══ Listed records ══
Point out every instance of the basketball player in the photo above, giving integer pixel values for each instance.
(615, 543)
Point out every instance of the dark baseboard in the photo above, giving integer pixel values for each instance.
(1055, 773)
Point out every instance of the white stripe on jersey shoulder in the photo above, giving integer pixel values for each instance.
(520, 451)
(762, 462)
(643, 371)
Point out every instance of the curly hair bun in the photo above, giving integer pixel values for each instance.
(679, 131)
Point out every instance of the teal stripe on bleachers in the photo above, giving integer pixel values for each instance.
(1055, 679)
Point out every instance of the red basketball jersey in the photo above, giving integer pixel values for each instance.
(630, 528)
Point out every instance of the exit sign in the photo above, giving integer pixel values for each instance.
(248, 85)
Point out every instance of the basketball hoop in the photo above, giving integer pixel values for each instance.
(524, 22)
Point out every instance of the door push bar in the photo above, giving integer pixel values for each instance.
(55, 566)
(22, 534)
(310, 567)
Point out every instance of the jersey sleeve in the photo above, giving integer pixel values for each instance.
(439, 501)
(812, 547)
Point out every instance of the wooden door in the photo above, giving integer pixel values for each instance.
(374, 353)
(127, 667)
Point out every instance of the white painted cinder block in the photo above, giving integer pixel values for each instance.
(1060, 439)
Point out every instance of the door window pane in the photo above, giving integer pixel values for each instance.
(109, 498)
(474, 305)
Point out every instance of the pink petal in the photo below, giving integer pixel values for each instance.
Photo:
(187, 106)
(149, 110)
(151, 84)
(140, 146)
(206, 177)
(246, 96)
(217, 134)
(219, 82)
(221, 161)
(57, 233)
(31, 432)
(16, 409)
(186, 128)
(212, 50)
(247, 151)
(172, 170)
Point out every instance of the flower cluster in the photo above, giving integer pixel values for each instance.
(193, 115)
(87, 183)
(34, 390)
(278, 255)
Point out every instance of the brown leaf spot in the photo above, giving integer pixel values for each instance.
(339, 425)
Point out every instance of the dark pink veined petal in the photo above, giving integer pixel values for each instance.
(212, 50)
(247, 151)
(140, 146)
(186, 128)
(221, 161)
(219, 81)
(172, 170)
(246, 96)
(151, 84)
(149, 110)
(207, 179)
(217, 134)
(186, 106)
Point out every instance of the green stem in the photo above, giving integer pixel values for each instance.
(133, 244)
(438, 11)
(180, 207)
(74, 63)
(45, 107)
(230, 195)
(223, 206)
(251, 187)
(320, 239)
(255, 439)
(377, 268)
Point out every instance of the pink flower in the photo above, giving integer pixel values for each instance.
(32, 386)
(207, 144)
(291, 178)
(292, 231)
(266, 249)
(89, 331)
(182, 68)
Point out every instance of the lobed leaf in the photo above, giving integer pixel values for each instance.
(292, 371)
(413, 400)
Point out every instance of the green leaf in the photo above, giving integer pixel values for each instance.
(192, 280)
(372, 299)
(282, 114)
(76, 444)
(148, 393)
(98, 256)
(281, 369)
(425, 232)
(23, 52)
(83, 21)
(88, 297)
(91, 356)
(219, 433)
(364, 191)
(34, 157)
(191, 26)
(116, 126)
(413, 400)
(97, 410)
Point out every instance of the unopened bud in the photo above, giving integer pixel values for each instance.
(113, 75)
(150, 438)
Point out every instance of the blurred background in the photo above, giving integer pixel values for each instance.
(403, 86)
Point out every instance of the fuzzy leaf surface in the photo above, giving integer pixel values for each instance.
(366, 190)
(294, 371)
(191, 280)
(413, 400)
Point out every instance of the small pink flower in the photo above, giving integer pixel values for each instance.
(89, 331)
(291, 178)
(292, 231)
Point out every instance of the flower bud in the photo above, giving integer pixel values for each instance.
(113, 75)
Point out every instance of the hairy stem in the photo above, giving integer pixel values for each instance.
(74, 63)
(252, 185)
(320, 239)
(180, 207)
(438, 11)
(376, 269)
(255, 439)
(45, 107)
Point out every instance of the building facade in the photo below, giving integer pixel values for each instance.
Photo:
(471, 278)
═══
# Your instructions
Which lines in the listing above include the string "below"? Copy each of them.

# Finished task
Point out every instance of the pink petal in the photo below, giving integer pixel values for each instance.
Point out every instance of the building facade in the photo below, giving integer pixel values for each instance.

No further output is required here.